── Text

Scientists discover how to target 'undruggable cancers' which affect 50 per cent of cases
According to researchers, an experimental drug could finally let doctors treat half of cancers, which often become drug resistant and defy treatment.
The story, published in MailOnline says rsearchers from the University of California, San Francisco used a drug that is already under development by Revolution Medicines. The drug helps slow the growth of lung, skin, colon and pancreatic cells in controlled environments.
Scientists say that the cancers they hope to treat are particularly stubborn thanks to mutations that make cells grow out of control.
Following successful experimentation on animals, the researchers plan to expedite it to clinical trials, where it could change the way doctors treat half of the most stubborn, deadly cancers they encounter.
Body tissues may become cancerous because any cell's copying process can be corrupted by genetic mutations that cause it to grow out of control.
Our tissues are constantly repairing themselves by creating more cells and as the instructions for cell division are passed down the line, they're vulnerable to get interrupted, which can then cause a genetic mutation that causes cells to multiply out of control.

────

**Work to be completed:** Continue the article on the drug for "undruggable" cancers, picking up after its final sentence.

── Data supplied

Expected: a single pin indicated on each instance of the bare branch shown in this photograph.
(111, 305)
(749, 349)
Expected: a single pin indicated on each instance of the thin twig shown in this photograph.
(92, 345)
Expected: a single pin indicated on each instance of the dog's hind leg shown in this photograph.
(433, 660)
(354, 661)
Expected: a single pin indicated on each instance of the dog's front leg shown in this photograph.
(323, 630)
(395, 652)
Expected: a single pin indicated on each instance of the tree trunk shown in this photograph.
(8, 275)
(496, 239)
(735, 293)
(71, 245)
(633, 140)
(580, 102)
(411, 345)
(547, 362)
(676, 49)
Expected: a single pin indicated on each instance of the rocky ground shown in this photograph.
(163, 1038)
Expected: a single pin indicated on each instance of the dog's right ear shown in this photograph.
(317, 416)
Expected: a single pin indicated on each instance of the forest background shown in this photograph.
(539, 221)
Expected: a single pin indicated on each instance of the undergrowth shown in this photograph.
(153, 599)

────
── Data supplied

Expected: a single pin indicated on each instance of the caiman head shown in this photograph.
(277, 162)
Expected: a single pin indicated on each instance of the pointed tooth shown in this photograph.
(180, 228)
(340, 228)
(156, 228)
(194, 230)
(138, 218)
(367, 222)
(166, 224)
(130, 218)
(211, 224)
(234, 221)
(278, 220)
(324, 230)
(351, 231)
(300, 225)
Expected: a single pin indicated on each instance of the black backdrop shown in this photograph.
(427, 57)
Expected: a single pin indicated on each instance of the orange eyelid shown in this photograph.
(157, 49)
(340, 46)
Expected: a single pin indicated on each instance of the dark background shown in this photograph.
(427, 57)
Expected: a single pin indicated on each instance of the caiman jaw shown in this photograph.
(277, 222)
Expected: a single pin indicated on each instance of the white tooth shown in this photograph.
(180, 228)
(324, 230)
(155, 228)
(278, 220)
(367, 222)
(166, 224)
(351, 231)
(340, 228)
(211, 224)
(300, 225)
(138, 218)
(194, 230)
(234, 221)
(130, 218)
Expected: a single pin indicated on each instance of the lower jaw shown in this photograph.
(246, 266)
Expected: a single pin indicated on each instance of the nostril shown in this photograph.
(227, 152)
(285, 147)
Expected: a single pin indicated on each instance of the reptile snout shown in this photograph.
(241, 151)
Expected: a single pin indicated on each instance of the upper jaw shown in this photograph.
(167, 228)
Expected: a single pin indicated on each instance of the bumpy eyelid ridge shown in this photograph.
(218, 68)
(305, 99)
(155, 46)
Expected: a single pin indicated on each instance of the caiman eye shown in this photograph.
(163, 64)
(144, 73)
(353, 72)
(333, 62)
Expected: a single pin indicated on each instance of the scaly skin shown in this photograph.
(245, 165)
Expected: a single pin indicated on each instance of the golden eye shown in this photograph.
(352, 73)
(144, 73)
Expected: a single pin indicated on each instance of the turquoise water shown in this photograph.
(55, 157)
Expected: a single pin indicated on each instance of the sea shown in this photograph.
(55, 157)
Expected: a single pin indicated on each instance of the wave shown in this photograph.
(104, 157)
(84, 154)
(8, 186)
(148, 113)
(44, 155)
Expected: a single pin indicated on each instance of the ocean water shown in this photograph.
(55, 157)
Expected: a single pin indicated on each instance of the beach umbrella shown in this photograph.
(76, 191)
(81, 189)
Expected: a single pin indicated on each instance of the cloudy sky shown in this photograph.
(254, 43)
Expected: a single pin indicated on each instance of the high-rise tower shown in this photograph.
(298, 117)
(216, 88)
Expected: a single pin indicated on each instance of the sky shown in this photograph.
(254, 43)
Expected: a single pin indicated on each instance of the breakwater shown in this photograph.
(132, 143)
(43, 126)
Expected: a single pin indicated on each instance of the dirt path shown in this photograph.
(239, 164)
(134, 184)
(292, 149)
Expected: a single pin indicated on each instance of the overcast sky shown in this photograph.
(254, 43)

────
── Data supplied

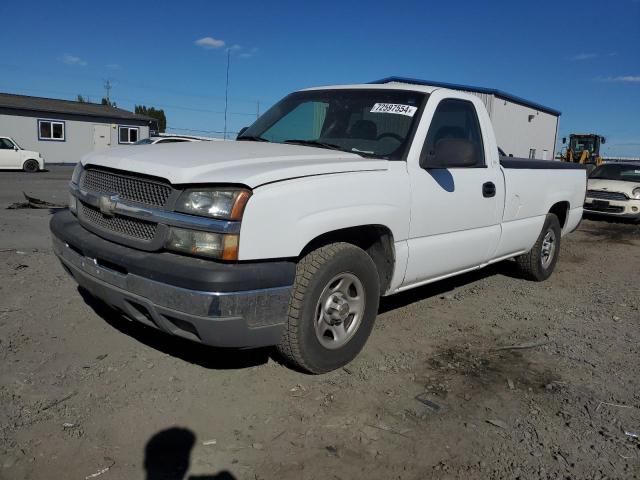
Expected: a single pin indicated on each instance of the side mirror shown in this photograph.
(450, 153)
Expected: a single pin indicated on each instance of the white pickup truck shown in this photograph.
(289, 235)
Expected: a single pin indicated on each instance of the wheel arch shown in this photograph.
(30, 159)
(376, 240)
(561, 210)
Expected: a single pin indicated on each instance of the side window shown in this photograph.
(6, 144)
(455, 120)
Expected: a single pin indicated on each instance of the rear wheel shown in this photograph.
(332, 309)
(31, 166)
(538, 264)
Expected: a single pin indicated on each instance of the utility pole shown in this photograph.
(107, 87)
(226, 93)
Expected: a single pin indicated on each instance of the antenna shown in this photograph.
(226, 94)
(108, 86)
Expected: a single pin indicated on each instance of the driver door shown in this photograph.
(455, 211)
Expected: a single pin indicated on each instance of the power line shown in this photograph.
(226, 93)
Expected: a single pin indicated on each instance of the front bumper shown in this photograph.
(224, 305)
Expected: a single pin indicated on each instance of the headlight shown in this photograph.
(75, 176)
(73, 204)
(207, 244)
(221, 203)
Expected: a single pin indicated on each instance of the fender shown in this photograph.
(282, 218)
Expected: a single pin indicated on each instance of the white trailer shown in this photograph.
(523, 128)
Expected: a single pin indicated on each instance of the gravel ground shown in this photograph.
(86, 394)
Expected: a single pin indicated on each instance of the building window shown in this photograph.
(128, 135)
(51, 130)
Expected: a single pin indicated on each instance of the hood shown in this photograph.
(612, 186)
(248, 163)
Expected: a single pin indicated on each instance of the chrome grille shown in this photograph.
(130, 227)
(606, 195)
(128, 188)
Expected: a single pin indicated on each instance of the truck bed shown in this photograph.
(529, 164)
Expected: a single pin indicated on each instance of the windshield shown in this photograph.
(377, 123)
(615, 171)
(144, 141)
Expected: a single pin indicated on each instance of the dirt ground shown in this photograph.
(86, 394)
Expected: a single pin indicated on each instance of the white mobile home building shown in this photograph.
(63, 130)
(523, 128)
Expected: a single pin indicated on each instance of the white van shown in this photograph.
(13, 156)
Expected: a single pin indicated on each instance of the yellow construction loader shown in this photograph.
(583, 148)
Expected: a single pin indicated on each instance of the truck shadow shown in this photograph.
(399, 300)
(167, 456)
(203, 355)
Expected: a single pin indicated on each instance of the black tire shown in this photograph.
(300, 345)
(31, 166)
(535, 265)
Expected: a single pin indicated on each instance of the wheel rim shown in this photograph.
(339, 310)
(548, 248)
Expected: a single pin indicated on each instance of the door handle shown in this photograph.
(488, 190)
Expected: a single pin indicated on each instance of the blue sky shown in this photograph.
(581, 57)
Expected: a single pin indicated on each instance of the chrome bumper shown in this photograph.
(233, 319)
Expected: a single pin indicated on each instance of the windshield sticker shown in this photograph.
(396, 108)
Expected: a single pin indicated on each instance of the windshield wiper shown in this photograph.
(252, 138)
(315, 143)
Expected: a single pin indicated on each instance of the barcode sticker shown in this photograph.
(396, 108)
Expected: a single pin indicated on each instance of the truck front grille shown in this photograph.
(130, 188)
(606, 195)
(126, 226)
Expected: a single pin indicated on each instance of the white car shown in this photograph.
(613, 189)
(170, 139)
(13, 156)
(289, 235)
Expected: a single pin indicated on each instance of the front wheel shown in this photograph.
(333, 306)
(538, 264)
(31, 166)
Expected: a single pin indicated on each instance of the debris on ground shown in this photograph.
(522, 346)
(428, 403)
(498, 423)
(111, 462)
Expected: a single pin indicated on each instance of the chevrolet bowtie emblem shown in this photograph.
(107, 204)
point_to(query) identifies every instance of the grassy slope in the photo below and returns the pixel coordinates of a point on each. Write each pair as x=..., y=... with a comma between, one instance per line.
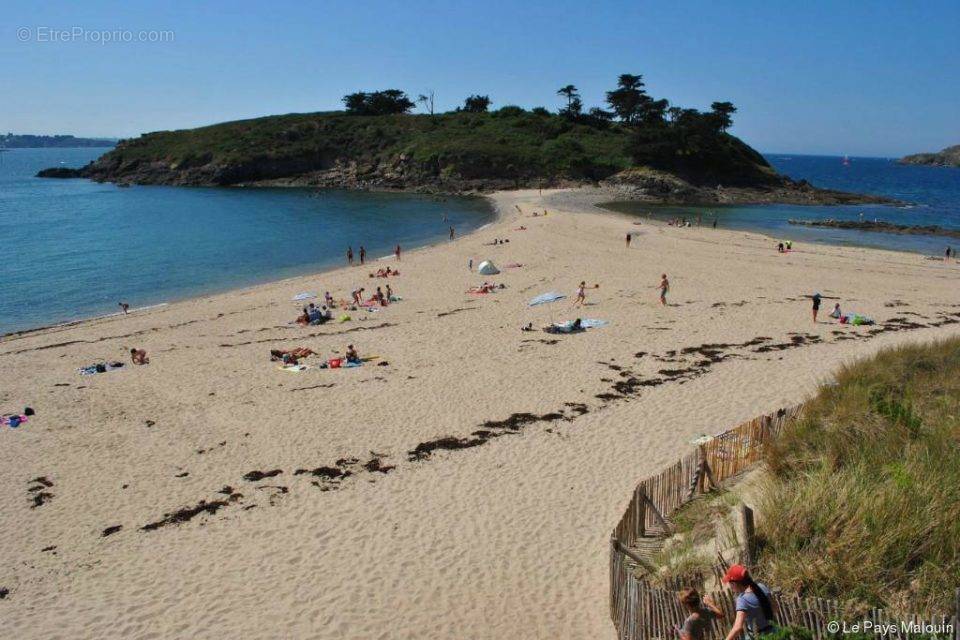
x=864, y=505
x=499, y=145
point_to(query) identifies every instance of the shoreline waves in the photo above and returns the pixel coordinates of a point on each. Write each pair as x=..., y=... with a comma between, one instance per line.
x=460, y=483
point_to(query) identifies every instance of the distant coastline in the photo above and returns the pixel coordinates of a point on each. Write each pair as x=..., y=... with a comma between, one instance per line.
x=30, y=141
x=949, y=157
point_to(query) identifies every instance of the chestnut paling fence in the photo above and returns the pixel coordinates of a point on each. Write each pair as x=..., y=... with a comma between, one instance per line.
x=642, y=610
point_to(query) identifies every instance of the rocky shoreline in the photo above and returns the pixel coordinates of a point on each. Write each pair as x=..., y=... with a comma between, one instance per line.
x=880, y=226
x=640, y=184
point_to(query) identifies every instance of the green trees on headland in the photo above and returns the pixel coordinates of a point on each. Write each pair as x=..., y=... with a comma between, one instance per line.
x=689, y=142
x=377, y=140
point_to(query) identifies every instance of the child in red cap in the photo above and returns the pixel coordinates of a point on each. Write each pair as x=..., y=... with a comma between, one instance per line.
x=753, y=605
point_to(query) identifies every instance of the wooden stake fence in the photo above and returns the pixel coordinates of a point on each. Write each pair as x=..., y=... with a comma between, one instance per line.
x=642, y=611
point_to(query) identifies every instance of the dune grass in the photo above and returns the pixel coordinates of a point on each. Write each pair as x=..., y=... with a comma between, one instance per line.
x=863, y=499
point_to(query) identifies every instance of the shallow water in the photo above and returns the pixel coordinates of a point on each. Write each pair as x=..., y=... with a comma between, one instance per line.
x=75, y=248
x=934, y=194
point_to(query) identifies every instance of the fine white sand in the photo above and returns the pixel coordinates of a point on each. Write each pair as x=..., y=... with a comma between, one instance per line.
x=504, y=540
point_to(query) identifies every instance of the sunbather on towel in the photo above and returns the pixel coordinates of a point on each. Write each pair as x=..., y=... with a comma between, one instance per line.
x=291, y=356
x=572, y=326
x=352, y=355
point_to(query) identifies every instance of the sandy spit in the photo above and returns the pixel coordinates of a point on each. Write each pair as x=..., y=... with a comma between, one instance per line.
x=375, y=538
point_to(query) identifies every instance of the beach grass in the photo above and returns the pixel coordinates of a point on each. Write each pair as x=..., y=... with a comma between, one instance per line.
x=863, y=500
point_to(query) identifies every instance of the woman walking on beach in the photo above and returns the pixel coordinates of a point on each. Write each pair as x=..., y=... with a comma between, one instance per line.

────

**Reply to the exercise:**
One of the signalling pathways involved is the MAPK/ERK pathway. Messages to turn cell division 'on' or 'off' travel through this pathway. But if one of the proteins that acts like a switch gets stuck in one position or the other, divide out of control, becoming a cancer.
The best way to get rid of these tumors is to surgically remove them, but they can also become too large and entangled with healthy tissue for this to be possible.
In this case, doctors use chemo or radiation to attack rapidly dividing cells, but sometimes it is too late, and this does not rewrite the instructions for division itself.
But a drug that effectively rewrote the MAPK/ERK pathway instructions to get the 'on/off' switch protein back to its normal position could be a game-changer for the treatment of many cancers.
By targeting an even earlier point in the line of communication, the University of California, San Francisco scientists were able to essentially mute the external signals telling the cells to grow by blocking a molecule called SHP2.